* WHAT IS NEEDED *
Copy out the part that opens with the line containing "of the girl's" and closes with the line containing "[[623, 303]]", substituting "bare earth" for "brown dirt soil" and changing nothing else.

Stored items:
---

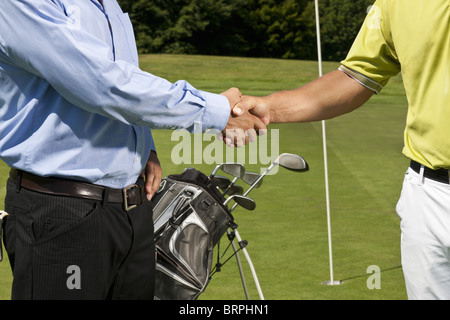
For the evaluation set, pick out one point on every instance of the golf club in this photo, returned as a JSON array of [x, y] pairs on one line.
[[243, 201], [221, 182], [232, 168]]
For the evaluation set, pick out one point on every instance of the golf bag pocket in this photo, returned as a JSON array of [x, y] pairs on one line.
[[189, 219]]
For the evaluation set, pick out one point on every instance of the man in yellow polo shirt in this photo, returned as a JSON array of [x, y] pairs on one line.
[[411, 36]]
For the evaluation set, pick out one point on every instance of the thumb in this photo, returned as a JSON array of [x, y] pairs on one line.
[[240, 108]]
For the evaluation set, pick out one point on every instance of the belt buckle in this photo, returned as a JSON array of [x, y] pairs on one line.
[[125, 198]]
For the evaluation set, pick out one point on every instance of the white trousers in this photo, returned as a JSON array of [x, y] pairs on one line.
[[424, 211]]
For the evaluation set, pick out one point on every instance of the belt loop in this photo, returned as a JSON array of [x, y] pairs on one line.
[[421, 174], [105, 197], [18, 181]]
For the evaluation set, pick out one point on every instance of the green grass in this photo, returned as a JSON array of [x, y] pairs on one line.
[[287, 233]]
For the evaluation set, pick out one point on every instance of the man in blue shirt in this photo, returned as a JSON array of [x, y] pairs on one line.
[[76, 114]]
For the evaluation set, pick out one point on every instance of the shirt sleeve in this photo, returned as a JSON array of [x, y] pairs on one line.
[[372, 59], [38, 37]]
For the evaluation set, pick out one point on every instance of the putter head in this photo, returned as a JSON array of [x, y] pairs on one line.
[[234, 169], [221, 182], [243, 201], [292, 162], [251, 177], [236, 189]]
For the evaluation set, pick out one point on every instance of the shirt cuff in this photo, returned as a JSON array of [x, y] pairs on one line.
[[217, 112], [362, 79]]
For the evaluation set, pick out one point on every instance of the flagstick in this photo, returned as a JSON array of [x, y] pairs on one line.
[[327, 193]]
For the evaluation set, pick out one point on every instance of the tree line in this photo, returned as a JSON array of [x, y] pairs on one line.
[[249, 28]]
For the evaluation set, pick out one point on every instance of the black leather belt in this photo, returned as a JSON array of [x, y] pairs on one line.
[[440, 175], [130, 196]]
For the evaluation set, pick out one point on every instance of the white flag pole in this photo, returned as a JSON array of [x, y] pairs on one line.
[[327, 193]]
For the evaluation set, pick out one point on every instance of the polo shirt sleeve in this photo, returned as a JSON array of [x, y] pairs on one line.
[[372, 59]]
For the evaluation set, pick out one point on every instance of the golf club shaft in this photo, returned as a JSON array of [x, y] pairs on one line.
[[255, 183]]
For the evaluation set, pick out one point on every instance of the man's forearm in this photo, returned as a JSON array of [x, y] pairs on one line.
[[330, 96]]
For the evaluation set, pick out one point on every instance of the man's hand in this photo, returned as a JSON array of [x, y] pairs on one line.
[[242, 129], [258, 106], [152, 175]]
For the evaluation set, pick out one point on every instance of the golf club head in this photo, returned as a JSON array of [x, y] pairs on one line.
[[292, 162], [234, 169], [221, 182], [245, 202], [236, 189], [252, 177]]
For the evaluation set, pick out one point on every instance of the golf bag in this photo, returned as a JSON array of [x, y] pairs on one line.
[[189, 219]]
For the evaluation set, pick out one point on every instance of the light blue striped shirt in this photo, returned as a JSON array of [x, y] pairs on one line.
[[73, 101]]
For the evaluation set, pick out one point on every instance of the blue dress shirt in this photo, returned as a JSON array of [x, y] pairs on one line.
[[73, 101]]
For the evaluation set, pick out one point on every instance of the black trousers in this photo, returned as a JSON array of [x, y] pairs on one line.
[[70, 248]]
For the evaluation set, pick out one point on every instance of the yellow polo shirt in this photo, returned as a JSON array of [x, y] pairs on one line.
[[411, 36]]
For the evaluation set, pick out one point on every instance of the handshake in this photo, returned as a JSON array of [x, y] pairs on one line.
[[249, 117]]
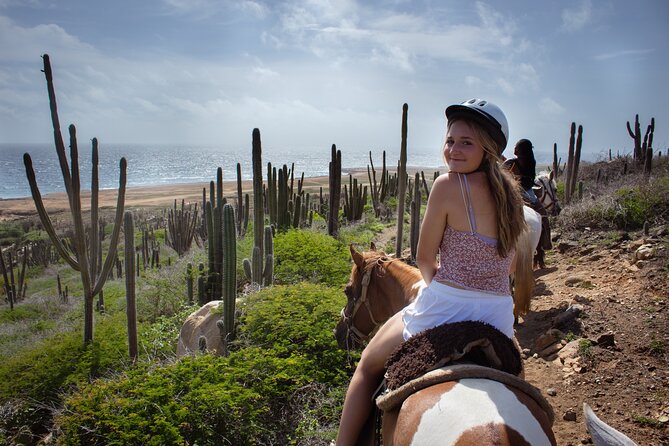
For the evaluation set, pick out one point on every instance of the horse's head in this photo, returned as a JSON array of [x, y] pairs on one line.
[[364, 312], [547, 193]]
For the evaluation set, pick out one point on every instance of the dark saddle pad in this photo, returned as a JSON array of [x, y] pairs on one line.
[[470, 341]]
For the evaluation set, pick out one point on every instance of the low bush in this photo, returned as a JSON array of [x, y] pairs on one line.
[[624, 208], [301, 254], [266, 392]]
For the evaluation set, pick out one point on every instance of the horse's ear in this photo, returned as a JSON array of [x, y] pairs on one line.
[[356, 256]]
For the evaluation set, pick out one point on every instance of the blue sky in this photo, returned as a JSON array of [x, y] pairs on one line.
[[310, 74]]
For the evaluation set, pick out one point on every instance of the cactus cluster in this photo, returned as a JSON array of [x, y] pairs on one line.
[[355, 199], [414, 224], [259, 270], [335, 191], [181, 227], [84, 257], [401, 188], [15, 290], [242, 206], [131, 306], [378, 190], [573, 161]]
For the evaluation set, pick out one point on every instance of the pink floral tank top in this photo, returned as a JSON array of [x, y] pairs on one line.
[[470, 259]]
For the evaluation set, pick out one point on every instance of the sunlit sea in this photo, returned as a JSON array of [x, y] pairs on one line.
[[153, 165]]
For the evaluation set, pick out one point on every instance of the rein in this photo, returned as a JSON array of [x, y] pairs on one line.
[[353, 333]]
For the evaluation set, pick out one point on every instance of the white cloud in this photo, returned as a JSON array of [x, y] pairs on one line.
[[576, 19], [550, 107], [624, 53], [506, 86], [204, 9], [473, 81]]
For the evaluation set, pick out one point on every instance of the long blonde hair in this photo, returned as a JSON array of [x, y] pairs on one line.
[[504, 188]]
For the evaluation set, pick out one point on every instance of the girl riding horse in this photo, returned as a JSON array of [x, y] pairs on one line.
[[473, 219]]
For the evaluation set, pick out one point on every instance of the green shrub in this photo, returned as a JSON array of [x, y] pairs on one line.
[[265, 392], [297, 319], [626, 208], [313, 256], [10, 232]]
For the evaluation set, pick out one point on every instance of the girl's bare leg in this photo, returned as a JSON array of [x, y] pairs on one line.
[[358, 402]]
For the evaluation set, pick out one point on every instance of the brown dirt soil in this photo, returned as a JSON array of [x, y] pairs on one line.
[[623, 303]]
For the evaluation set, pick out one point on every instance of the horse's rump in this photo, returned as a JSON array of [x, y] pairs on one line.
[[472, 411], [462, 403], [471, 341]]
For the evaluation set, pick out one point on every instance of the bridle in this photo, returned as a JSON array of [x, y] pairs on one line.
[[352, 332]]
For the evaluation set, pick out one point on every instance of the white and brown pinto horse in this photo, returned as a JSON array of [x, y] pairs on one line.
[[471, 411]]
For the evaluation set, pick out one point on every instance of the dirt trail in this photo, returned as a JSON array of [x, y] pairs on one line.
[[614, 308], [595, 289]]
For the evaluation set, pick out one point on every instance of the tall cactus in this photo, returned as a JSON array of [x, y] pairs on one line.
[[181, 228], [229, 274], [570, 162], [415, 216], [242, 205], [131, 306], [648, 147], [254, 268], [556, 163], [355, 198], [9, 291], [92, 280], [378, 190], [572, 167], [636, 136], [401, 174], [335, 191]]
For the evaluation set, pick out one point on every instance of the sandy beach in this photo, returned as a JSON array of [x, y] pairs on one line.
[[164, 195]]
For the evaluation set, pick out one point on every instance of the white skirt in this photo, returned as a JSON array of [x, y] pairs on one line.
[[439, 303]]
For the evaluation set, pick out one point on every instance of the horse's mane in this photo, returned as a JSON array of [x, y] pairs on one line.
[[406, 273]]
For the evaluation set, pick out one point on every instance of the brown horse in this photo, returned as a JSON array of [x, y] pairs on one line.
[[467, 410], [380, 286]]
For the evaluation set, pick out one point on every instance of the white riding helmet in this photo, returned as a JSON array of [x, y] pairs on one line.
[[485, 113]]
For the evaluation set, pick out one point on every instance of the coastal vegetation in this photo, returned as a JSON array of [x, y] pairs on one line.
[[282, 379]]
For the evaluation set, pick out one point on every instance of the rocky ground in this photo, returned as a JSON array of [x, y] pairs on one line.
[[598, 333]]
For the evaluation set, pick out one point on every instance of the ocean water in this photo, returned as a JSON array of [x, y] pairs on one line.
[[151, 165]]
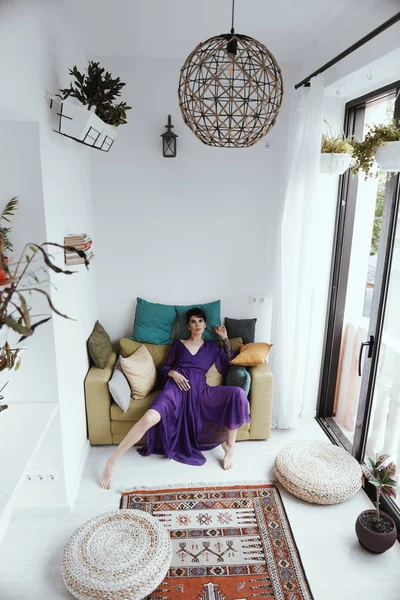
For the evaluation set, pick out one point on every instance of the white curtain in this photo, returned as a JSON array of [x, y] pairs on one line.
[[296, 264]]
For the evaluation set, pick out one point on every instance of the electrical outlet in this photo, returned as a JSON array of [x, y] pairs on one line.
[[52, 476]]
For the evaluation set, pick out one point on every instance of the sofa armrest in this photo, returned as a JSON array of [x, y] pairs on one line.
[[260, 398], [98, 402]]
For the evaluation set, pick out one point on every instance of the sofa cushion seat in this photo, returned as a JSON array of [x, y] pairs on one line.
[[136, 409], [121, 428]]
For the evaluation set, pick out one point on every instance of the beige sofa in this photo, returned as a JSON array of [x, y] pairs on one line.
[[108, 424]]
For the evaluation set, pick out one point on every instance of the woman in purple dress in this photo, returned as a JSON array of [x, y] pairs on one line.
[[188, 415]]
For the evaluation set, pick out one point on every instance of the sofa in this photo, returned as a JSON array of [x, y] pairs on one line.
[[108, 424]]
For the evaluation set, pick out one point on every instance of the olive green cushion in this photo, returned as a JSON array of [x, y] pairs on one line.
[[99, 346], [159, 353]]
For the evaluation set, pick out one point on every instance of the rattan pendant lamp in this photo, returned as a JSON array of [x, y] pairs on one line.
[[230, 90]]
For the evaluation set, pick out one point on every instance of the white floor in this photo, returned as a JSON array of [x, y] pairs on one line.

---

* RESULT OF THIS EXERCISE *
For the evaluation set, pick out one point on every instance of the girl's bare leg in this photo, returned as a JSON array of [x, y] pairs on one line.
[[358, 402]]
For the evaluation set, pick out one point on every instance of the bare earth in this photo, returned as a JSON array of [x, y] pairs on one line.
[[623, 303]]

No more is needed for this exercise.